[Input for this task]:
######
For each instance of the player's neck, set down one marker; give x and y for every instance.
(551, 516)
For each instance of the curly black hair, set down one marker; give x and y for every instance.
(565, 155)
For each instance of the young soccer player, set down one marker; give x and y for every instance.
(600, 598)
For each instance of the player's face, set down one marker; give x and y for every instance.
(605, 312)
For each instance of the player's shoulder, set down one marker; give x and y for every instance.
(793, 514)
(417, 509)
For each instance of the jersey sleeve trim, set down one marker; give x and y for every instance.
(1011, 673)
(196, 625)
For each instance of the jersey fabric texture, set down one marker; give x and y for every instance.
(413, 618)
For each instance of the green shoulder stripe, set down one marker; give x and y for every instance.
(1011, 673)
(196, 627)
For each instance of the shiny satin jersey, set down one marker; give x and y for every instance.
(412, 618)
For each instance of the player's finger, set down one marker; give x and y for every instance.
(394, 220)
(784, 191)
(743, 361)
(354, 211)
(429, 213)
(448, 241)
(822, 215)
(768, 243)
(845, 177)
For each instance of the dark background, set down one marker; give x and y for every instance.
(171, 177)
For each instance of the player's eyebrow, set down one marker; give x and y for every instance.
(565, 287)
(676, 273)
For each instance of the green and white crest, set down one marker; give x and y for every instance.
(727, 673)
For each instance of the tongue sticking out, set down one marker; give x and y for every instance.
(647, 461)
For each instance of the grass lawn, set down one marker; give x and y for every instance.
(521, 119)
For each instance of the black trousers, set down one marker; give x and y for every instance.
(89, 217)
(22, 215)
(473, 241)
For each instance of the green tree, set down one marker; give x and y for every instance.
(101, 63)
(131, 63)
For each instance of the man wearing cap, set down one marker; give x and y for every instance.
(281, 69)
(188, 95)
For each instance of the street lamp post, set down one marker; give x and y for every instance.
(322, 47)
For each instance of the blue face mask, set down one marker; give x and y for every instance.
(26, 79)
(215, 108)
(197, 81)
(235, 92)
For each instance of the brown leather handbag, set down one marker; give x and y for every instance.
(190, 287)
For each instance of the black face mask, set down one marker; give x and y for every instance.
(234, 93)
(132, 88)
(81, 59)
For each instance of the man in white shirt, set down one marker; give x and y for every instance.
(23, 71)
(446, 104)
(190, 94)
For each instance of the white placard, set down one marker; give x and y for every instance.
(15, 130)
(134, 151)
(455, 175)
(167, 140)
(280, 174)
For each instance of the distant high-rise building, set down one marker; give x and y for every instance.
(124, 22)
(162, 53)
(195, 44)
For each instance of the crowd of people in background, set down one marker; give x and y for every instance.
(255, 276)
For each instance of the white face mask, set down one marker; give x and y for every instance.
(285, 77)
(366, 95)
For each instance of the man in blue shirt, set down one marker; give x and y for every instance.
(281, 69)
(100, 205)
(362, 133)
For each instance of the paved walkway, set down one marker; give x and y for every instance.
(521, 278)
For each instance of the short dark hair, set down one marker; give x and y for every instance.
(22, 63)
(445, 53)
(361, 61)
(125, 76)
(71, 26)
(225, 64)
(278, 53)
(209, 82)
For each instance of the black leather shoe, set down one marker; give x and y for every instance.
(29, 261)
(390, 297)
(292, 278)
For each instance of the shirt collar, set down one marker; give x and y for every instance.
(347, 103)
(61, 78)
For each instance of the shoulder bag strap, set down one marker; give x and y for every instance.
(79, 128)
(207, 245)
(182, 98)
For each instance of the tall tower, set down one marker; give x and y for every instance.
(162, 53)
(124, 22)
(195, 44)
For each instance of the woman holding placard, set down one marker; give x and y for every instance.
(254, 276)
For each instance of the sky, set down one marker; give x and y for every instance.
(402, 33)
######
[Assignment]:
The answer should be exactly the lines from the one that contains "For each instance of the shoulder" through the end of the entries, both ends included, and nothing besides.

[Result of this exercise]:
For each instance of the shoulder bag strap, set down one marker; give x and y for every instance.
(79, 128)
(207, 245)
(182, 98)
For each instance of the tall tower, set down one marker; give x and y for every instance.
(162, 53)
(124, 22)
(195, 44)
For each instance of the woman holding placard, set down one marker; give x and y for every instance.
(254, 276)
For each instance of the sky, set down one marker; give x and y for every instance.
(402, 33)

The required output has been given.